* [PROBLEM A]: According to the text on the crowd control manual, what is a crowd often controlled better by?
* [PROBLEM B]: Output the part of the text on the crowd control manual that opens with the words containing "If this fails" and closes with "escalating force (2–13).".

* [TEXT SHOWN]:
——————
The manual proceeds by generating a series of categories of analysis. Firstly, the crowd is analyzed and positioned into three classes: public disorder is when a small crowd is gathering, public disturbance is when a crowd begins to chant or engage in mild actions like marching or nonviolently blocking a road, riot is when the crowd begins to engage in property destruction or other forms of violence (1–5). “Commanders must be aware of the possibility that some individuals or groups within an organized demonstration may have the intent to cause disruption, incite violence, destroy property, and provoke authorities” (1–3). Their pre-action preparation lays out a series of considerations for the pigs to take into account. They are advised to avoid confrontation, focus on prevention, and define goals beforehand. “Crowd situations are highly unpredictable, but one thing seems certain- confrontation will likely cause crowd resistance. When pushed, people tend to resist opposition to the realization of their purpose” (2–5).

It goes on to recommend that the pigs communicate with the “leaders” of the protest (which in the context of anarchist blocs has led to some really funny situations with very confused pigs, especially in DC) in order to form a working relationship which results in “protest groups largely policing themselves” (2–7).

If this fails the pigs then move into what they call scaleable effects. In other words, they will attempt to develop a matrix of escalation, moving from warnings to disperse to shows of force and finally escalating force (2–13).

“Current crowd control doctrine places an emphasis on crowd dispersal. Forced dispersal may result in a crowd breaking up into multiple groups that scatter over a large area. This may pose even greater public order problems and may pose a continued threat to control forces. A crowd is often controlled better by means of containment (confining its activities to a given area). A crowd has limited duration, and its numbers are likely to diminish as individual needs take precedence over those of the crowd” (2–22).

This manual is quite possibly one of the best illustrations of the mindset of the pigs within the state qua demos. What is interesting here is that the goal of the pigs is not to prevent actions, or to put a blanket level of force around the action itself. Rather the goal is to respond to destabilization with increasing armed stability. The main variable within the approaches laid out here is that the pigs need to have a situation which they can generalize and respond to. It is expressed in the quote from page 2–22, “Forced dispersal may result in a crowd breaking up into multiple groups scattered over a large area. This may pose even greater public order problems and may pose a continued threat to control forces”. In other words, the decentralization of insurrectionary violence generates a potential entropy within their strategic framework. The concern of the pigs is to contain and de-escalate the situation, by force if necessary. The state tolerates and even solicits certain political acts, in order to maintain the myth of political freedom within the state apparatus, to the degree that these acts are emptied of their destabilizing and entropic properties.
——————
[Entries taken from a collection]
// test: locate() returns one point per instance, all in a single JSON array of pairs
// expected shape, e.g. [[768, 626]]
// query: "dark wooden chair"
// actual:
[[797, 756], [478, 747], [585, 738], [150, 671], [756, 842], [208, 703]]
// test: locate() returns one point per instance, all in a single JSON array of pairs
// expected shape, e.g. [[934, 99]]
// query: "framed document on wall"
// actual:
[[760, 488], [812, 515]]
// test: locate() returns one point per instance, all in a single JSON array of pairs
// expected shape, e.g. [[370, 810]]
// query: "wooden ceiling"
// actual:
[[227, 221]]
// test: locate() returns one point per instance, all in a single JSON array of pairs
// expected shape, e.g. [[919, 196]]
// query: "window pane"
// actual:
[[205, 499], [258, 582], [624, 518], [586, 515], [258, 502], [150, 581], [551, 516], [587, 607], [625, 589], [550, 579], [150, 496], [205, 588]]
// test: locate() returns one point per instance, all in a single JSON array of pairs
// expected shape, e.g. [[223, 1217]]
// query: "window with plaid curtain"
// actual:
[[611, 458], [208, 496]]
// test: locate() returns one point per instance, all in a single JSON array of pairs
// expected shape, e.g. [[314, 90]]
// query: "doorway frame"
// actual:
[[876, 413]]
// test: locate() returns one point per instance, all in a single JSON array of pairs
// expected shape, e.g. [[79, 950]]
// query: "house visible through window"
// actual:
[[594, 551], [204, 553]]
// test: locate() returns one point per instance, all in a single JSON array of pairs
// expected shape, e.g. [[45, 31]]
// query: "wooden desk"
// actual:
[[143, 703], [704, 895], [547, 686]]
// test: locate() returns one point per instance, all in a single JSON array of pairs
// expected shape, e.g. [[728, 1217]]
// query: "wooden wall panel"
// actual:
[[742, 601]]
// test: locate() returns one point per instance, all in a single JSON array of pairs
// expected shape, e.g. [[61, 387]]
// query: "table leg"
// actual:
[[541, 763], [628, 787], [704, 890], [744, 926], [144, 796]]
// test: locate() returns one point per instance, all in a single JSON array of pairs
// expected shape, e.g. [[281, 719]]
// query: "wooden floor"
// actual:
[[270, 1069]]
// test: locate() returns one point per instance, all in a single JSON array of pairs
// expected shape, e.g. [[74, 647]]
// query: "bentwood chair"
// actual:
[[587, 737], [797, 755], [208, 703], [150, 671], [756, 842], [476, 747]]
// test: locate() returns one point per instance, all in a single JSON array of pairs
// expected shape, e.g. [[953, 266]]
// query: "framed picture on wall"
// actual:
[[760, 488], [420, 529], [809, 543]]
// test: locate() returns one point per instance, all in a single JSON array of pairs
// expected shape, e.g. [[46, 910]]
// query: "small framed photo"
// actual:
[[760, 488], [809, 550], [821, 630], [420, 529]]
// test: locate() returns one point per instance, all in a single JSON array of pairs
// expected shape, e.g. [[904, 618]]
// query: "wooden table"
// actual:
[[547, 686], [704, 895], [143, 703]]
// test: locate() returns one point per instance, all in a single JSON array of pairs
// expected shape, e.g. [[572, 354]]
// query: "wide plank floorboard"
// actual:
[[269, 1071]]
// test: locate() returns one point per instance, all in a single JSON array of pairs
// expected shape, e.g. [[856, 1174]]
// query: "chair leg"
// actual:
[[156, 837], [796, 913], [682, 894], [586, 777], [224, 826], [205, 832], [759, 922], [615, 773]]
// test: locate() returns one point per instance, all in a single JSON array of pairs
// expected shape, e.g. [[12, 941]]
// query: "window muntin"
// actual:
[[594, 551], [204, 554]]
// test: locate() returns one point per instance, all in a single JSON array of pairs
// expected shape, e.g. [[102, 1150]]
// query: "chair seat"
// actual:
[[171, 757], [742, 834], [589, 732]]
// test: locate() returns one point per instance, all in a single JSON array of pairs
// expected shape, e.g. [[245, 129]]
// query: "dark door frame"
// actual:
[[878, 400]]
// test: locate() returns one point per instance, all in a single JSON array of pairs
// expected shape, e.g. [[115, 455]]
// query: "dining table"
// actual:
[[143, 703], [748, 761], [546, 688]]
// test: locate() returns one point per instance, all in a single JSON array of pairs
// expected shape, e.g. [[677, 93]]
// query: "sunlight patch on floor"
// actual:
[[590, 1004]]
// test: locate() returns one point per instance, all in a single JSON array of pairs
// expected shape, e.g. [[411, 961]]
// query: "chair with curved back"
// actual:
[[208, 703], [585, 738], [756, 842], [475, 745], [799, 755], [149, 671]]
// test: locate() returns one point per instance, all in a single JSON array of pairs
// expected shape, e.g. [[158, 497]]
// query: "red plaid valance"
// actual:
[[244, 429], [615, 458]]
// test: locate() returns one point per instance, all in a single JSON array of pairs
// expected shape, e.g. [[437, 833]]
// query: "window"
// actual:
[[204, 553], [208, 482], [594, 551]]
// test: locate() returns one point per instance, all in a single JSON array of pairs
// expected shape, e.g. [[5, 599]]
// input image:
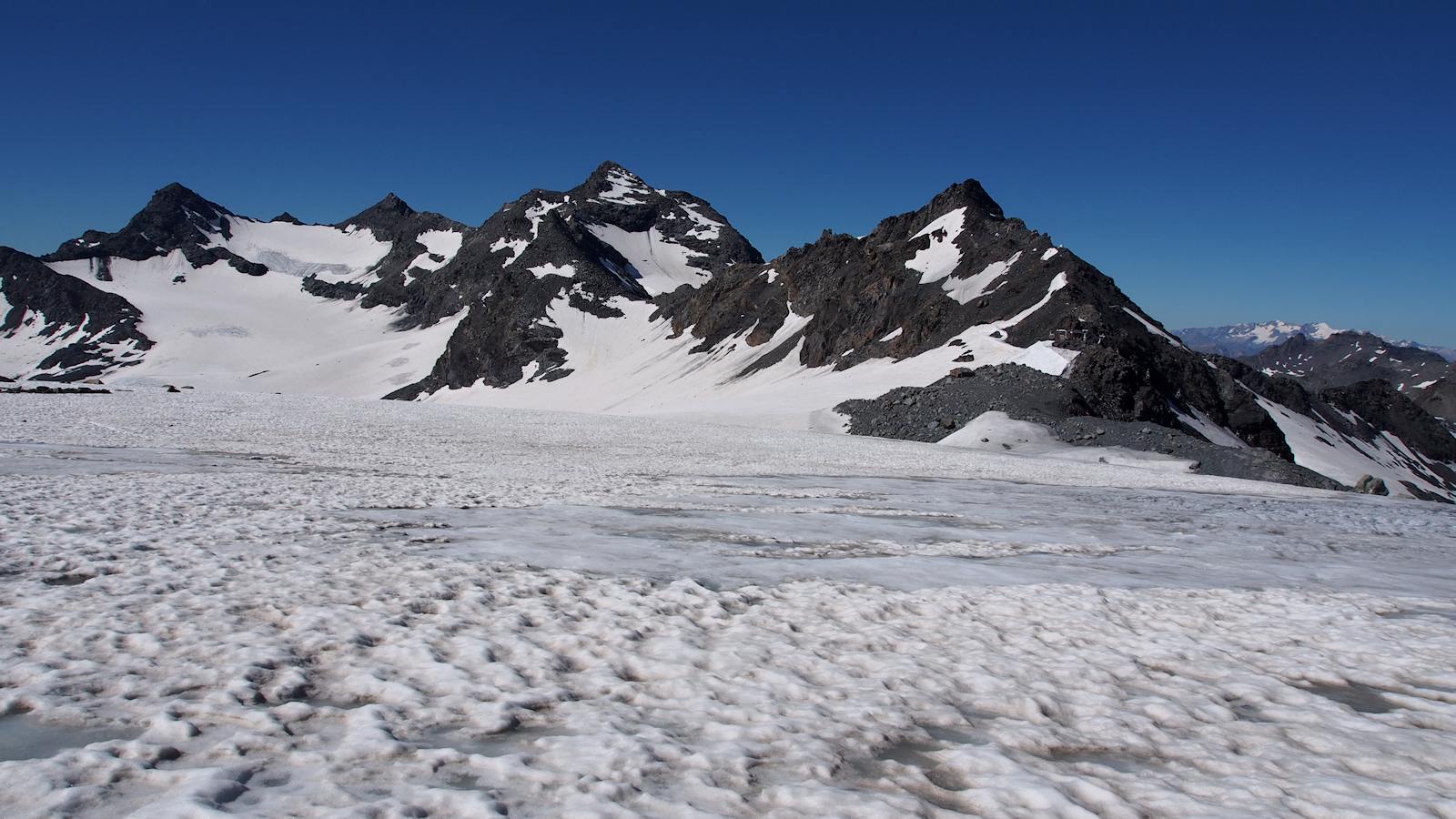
——————
* [ANSWER BOX A]: Containment, which confines the crowd's activities to a given area.

* [ANSWER BOX B]:
If this fails the pigs then move into what they call scaleable effects. In other words, they will attempt to develop a matrix of escalation, moving from warnings to disperse to shows of force and finally escalating force (2–13).